- _Your task_
Look through the records below for the line with "Target: riverbank". Return that line and each one after it up to and including the line with "of the round", exactly.

(Records from a data source)
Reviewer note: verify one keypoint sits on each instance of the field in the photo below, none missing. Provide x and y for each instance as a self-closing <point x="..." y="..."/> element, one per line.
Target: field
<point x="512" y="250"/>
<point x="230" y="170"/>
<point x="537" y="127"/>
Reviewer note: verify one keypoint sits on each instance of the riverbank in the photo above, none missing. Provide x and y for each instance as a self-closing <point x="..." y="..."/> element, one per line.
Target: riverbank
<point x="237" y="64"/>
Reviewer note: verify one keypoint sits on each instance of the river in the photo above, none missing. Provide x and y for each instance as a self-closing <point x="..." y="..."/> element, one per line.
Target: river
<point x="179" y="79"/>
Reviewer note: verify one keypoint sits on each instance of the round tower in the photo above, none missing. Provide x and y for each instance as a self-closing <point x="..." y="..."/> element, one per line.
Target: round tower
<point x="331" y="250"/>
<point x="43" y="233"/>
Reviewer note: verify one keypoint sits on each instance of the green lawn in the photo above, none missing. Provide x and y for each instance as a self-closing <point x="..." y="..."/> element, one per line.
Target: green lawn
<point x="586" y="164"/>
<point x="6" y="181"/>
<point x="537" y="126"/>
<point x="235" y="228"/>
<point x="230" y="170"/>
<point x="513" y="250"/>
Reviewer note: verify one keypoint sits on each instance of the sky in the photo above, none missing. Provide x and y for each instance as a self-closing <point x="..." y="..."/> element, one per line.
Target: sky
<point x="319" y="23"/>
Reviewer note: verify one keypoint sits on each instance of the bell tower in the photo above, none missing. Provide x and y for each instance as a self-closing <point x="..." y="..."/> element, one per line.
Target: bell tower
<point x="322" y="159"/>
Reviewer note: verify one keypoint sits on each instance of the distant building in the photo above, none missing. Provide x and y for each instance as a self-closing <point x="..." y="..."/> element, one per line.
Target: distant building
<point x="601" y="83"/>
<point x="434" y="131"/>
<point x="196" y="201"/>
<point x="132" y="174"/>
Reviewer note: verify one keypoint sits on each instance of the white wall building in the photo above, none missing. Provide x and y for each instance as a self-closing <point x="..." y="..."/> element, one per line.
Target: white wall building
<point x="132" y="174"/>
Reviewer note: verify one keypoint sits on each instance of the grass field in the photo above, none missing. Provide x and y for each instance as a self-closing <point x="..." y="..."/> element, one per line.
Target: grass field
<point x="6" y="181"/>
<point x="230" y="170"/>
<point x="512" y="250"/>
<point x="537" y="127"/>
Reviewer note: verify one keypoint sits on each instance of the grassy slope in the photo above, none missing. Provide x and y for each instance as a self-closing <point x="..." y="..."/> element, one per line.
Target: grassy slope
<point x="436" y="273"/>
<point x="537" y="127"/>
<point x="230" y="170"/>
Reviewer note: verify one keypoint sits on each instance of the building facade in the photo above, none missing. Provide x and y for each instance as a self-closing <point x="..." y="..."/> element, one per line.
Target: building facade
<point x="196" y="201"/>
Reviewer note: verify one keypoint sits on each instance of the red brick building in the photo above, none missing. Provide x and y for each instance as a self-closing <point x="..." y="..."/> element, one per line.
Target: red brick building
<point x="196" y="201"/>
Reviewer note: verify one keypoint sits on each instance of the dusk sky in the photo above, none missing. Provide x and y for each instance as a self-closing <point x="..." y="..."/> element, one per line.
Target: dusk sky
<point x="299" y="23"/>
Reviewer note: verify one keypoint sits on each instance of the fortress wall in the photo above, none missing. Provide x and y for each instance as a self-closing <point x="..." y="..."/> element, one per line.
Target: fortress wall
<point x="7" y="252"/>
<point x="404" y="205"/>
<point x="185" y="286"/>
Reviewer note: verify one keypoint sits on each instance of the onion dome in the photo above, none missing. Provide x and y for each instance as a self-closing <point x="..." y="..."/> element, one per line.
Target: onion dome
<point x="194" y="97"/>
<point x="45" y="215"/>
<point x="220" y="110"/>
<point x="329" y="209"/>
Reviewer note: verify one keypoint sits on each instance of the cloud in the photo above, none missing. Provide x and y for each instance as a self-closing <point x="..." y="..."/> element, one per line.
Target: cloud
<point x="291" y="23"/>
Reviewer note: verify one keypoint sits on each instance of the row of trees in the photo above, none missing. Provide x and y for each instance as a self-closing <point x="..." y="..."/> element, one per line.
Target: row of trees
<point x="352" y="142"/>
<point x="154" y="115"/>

- _Task response_
Target: riverbank
<point x="237" y="64"/>
Reviewer note: verify one keypoint sits on each instance of the river in the photo above, none missing. Provide x and y for each instance as a self-closing <point x="..." y="..."/> element, one per line.
Target: river
<point x="179" y="79"/>
Reviewer note: verify one keypoint sits on each instance of the round tower in the photo above, none missing. Provide x and y for each instance as a self-closing <point x="..." y="..."/> element, one per line.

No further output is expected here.